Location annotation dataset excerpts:

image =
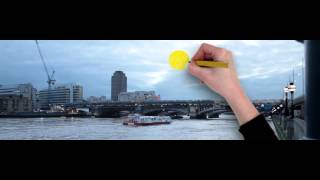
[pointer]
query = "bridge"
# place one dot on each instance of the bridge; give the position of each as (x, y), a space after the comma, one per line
(193, 108)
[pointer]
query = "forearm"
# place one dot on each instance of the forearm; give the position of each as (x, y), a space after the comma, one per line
(241, 105)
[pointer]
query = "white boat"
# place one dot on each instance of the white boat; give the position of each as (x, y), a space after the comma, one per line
(137, 120)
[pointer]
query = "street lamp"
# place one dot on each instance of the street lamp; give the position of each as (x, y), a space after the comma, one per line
(292, 89)
(286, 90)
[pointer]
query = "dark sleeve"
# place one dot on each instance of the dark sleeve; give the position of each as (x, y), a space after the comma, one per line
(257, 129)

» What to produce
Add 62 to every x and y coordinate in the answers, then write out all the records again with their requests included. Leave out the pictures.

» Reply to the exercise
image =
[pointer]
query = "bridge"
# place one dot on each instance of the bridge; give the position of each as (x, y), a space after the comma, one per line
(255, 170)
[pointer]
query = "forearm"
# place one dot on each instance of the forearm; give the position of each as (x, y), a space after the comma, one per line
(303, 167)
[pointer]
query = "white boat"
# place one dot on each instance of the white boat; give the position of each as (x, y), a space after the comma, one per line
(199, 182)
[pointer]
query = "street lamp"
# place one dot on each instance of the street lamp; give the position of each as (x, y), a space after the comma, one per line
(354, 151)
(348, 152)
[pointer]
query = "dark sleeve"
# place one dot on each instance of the dark sleeve; give the position of each as (x, y), a space after the comma, one per line
(319, 191)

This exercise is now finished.